■ **WORK TO COMPLETE**
Gather every line of the records below that contains the string "fireplace". Case counts.

Saved data entries

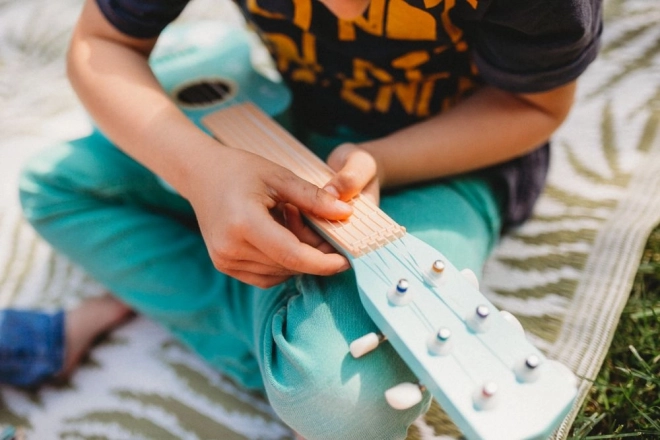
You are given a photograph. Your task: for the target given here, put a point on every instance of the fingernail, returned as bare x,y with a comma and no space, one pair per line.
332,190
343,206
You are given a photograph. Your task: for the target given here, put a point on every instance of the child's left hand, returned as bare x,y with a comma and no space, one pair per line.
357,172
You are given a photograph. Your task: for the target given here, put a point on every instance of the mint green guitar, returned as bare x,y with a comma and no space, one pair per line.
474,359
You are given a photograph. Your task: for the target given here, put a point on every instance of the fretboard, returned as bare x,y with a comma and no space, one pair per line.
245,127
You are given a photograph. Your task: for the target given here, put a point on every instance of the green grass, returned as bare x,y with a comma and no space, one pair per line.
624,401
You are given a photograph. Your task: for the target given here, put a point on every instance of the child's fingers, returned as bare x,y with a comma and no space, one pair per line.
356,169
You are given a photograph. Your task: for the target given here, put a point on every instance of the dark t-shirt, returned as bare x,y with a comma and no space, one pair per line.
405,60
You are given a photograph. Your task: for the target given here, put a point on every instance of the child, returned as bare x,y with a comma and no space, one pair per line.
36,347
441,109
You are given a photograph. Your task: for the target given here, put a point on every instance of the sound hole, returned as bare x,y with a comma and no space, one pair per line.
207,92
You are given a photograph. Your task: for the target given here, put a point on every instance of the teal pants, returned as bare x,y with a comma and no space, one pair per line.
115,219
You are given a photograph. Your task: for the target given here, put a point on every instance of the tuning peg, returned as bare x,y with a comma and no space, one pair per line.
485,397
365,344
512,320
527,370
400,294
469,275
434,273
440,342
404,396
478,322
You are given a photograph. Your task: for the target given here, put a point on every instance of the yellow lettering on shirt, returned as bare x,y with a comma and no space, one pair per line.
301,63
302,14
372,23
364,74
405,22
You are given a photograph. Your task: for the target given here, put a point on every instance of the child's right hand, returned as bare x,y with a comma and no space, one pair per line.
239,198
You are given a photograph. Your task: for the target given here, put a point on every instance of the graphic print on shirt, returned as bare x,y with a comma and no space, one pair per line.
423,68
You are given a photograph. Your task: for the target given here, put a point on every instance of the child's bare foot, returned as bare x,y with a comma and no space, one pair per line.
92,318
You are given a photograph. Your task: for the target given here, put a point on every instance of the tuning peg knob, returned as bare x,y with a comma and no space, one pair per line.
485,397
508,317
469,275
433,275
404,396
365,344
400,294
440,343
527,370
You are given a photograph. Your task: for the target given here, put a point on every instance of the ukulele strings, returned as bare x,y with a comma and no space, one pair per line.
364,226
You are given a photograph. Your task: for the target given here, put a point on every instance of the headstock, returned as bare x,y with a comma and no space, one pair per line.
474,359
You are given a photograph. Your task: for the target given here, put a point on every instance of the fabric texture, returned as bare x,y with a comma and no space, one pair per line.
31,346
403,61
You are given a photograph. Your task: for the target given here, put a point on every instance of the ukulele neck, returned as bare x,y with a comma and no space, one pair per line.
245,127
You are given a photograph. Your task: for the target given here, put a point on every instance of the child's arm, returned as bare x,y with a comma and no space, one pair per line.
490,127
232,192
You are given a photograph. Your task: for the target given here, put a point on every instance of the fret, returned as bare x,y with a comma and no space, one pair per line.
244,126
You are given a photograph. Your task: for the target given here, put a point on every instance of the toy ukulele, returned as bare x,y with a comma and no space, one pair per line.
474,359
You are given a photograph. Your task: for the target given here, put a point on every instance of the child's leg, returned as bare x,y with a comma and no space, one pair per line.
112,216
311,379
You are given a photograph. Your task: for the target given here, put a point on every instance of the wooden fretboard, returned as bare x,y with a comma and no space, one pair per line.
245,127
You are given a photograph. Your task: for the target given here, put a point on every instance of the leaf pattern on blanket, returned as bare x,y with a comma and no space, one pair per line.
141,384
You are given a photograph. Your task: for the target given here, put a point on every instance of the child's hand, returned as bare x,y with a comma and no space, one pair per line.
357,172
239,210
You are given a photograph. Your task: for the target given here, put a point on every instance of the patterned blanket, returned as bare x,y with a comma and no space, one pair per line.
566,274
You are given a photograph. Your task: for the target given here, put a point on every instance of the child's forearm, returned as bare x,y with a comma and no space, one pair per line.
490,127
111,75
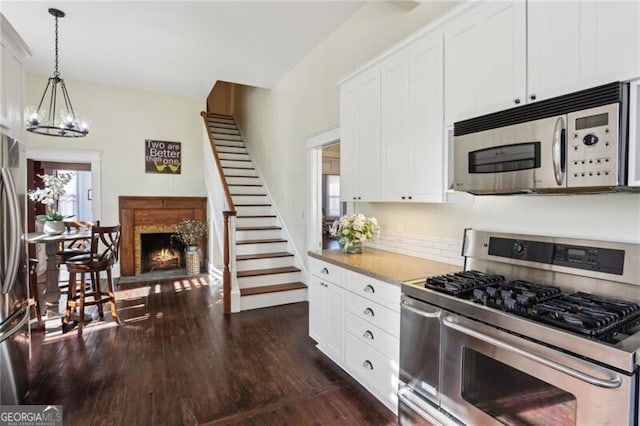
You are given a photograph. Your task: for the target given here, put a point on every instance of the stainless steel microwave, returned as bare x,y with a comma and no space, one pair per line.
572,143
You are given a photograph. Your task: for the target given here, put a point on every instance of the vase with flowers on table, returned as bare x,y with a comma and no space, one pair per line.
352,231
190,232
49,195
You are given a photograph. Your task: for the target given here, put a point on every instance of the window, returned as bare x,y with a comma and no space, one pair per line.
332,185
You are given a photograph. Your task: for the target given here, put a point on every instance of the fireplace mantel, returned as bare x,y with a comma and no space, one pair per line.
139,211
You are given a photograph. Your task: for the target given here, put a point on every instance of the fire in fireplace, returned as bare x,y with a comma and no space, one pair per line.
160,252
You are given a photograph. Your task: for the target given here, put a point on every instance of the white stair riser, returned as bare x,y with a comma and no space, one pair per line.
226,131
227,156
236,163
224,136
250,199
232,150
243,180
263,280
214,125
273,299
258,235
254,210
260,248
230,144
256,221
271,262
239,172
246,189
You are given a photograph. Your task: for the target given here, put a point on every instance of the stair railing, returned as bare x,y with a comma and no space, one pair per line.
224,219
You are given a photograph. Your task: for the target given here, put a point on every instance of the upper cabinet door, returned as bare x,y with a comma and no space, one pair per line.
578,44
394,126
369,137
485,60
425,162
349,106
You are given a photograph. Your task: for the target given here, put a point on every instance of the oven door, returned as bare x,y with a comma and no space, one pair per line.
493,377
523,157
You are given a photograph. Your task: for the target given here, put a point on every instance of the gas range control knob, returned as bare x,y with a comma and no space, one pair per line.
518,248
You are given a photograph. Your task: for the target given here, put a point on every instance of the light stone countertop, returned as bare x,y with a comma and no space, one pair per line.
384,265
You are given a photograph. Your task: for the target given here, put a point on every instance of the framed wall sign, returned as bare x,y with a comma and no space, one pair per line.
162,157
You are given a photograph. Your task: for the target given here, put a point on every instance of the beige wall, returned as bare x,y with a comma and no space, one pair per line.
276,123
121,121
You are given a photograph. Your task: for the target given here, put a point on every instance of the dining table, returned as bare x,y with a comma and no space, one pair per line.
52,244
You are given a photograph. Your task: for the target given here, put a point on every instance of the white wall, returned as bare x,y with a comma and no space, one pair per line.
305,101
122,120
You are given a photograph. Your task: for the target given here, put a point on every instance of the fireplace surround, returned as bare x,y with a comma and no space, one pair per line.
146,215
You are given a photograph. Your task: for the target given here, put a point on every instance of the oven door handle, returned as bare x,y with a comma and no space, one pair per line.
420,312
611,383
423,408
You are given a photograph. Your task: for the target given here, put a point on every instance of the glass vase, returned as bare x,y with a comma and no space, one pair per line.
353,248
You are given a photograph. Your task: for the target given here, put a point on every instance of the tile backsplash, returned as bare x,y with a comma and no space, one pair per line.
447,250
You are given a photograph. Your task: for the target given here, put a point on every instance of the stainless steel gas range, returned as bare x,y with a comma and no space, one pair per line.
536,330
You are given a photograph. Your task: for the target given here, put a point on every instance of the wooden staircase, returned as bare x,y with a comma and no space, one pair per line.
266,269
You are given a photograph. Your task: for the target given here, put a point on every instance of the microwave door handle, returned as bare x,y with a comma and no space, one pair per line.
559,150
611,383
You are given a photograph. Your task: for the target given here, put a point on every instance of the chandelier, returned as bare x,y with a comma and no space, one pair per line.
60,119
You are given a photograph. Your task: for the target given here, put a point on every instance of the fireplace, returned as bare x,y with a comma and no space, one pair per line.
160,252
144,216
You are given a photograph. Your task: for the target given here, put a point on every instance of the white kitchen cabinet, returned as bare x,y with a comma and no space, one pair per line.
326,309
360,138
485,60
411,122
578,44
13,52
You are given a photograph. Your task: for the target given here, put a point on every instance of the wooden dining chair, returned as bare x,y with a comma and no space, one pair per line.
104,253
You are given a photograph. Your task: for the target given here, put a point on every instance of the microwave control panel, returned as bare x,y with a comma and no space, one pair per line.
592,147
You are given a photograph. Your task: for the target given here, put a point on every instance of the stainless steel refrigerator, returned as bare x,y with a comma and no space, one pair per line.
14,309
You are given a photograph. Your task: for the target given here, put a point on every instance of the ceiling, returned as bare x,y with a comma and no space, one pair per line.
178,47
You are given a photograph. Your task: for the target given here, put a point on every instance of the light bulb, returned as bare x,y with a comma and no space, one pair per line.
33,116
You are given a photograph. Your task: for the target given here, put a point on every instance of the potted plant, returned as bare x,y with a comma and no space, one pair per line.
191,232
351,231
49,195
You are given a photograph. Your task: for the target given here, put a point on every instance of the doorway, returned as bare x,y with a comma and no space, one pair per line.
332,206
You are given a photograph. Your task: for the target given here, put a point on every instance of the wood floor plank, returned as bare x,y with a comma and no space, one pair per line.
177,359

--

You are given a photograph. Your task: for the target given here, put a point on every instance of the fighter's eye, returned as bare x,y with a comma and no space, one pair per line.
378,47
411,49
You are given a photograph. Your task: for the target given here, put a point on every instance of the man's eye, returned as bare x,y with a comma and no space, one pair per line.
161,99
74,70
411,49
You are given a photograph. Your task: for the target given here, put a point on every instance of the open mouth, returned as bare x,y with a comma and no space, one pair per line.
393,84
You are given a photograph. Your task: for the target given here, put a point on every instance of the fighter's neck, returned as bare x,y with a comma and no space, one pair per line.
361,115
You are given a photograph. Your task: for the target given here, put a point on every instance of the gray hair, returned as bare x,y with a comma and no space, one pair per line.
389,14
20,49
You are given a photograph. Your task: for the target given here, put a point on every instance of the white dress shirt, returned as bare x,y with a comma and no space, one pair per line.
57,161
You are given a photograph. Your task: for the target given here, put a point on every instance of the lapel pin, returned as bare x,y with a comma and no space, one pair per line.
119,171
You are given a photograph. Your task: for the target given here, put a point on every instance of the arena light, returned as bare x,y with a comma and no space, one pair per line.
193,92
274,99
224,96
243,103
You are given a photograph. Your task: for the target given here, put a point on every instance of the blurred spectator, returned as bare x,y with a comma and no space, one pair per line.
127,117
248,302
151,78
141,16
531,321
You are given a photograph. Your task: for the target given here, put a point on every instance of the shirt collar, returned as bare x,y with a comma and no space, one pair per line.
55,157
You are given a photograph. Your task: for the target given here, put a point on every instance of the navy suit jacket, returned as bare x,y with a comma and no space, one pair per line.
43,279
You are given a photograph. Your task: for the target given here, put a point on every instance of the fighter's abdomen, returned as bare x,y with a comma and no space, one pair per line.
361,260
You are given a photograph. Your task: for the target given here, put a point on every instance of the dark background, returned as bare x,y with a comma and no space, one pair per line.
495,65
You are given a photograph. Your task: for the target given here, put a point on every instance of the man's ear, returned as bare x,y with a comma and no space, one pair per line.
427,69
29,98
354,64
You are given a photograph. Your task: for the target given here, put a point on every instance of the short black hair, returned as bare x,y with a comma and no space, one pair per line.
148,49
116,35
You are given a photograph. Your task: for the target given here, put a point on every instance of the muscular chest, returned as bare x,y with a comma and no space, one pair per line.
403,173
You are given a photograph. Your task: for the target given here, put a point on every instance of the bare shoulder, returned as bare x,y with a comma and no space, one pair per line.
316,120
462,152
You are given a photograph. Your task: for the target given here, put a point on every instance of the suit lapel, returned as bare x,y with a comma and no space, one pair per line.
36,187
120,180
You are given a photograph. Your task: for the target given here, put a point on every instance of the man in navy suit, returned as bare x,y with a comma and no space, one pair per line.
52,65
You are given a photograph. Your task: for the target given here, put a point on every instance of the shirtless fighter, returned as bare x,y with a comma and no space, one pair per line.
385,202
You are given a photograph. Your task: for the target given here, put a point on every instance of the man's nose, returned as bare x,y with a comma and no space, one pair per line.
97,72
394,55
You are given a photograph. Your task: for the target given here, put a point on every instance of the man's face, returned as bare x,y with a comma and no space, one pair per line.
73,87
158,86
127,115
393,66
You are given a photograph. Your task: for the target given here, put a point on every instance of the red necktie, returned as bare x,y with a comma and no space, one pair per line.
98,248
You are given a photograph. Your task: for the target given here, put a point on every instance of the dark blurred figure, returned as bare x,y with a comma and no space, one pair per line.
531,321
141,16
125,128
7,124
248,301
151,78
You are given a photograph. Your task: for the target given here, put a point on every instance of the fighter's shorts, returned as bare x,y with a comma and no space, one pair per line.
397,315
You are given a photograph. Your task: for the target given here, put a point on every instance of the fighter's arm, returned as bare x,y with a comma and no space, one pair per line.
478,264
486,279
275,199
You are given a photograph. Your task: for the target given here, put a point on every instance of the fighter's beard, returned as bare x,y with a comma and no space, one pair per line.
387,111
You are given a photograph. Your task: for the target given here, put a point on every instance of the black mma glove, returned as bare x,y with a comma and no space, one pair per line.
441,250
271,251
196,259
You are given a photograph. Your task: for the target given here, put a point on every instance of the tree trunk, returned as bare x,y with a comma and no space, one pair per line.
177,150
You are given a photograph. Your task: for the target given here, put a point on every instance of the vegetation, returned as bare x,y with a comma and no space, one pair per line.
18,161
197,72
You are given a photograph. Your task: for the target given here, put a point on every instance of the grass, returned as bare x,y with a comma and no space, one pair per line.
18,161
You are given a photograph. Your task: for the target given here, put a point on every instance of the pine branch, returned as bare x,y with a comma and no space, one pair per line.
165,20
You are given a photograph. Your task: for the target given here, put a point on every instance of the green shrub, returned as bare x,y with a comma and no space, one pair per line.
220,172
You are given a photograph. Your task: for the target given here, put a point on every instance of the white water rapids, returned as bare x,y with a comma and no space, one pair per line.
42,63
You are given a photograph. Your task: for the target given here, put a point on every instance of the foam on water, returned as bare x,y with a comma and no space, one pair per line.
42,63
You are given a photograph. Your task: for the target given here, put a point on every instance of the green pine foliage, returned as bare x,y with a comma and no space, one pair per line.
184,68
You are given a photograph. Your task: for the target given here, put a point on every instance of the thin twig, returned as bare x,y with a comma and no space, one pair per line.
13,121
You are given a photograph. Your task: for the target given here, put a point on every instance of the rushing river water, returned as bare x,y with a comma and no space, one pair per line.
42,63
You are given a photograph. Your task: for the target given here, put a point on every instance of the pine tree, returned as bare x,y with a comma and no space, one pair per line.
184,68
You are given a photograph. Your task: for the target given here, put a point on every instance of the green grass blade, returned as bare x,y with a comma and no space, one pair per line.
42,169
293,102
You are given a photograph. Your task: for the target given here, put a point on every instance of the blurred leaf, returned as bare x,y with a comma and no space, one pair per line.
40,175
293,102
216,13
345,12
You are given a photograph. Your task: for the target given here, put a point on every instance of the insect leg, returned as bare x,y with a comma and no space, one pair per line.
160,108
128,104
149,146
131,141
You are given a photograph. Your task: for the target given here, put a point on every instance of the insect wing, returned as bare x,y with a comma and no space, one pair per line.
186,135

■ **RESULT OF THIS TASK**
You are given a photograph. Your task: for the target given here, put a point on every instance of the fireplace mantel, returned as bare x,y with a comma and no space, one pair per line.
You are given a photograph. Your task: for the target given here, put a point on every instance of the fire in fireplace, returned as bare x,y with a comma and no space, one pair per line.
You are given a photograph. Your task: for the target given here, put a point on every instance of the fireplace surround, returned as bare x,y with a comma and no space, one pair per line.
You are given a photograph. Your task: for the target given here, put a point on every instance of the fireplace, returned as bare x,y with a comma and no space, one pair per line.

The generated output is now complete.